Our operating results may also fluctuate as a result of a number of other factors, including a decline in general economic and market conditions, increased competition, customer order patterns, changes in product and services mix, timing differences between price decreases and product cost reductions, product warranty returns, expediting costs and announcements of new products by us or our competitors. Additionally, maintaining sufficient inventory levels to assure prompt delivery of our products increases the amount of inventory that may become obsolete and increases the risk that the obsolescence of this inventory may have an adverse effect on our business and operating results. Also, not maintaining sufficient inventory levels to assure prompt delivery of our products may cause us to incur expediting costs to meet customer delivery requirements, which may negatively impact our operating results in a given quarter.
#####
_Things to do_
1. Answer these questions from the operating-results passage.
(a) According to the operating-results passage, what does maintaining sufficient inventory levels increase the amount of?
(b) What costs may the company incur if it does not maintain sufficient inventory levels?
(c) Whose announcements of new products are listed as a factor in fluctuating operating results?
2. Please locate every line in the records that contains the word "calendar".

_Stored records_
#####
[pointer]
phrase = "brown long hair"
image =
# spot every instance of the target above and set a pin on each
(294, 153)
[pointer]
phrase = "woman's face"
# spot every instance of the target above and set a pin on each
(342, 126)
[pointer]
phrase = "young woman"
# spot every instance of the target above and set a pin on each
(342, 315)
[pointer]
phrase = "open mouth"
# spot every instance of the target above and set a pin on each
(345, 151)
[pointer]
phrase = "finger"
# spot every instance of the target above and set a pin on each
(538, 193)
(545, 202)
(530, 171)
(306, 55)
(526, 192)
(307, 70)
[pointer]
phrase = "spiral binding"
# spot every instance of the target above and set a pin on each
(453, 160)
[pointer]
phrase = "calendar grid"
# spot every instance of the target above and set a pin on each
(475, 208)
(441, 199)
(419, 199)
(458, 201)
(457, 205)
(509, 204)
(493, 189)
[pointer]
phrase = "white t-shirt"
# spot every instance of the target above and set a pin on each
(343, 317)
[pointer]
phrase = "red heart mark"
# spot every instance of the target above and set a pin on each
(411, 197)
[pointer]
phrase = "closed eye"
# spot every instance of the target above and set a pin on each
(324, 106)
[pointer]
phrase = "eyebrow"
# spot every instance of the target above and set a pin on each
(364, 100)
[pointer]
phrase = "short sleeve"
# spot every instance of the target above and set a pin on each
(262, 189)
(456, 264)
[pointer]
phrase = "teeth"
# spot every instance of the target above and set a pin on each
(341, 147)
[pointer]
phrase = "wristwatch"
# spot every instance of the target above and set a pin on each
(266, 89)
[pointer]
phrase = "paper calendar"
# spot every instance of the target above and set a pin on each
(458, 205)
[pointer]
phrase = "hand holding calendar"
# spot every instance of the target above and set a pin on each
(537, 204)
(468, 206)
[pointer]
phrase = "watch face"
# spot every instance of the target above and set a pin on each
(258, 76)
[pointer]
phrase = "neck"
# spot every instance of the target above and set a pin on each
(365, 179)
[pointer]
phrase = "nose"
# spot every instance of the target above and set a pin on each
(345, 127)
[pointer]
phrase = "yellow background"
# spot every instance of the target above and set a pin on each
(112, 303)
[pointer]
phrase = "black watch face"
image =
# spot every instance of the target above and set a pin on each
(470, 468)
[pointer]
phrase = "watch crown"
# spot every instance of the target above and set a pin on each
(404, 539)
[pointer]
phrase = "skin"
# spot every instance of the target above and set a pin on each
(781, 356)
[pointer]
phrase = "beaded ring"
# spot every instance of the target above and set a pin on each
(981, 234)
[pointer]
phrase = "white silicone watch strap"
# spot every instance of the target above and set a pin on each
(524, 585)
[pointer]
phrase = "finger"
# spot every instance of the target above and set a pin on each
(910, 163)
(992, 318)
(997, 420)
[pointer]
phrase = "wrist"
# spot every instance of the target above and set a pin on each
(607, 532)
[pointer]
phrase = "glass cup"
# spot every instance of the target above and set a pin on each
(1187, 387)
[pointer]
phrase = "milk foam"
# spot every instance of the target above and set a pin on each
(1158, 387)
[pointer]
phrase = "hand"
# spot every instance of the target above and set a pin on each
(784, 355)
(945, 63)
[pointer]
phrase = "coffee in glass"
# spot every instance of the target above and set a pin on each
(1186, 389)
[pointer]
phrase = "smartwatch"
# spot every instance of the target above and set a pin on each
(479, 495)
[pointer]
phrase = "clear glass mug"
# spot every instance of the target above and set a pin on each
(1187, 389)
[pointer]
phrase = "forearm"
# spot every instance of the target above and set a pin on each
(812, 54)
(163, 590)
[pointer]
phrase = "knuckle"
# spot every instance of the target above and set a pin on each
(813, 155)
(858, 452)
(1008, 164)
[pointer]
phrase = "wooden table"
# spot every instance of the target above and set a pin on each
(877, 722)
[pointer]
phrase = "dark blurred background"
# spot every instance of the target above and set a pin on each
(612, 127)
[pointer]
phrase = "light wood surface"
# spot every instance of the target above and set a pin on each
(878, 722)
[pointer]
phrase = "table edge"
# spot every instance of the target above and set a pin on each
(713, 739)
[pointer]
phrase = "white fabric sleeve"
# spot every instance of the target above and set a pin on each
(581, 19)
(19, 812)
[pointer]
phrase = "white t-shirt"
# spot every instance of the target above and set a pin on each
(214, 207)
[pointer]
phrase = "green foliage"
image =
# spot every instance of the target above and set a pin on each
#####
_Written responses_
1.
(a) The amount of inventory that may become obsolete.
(b) Expediting costs to meet customer delivery requirements.
(c) Those of the company and its competitors.

2.
phrase = "calendar grid"
phrase = "paper calendar"
phrase = "hand holding calendar"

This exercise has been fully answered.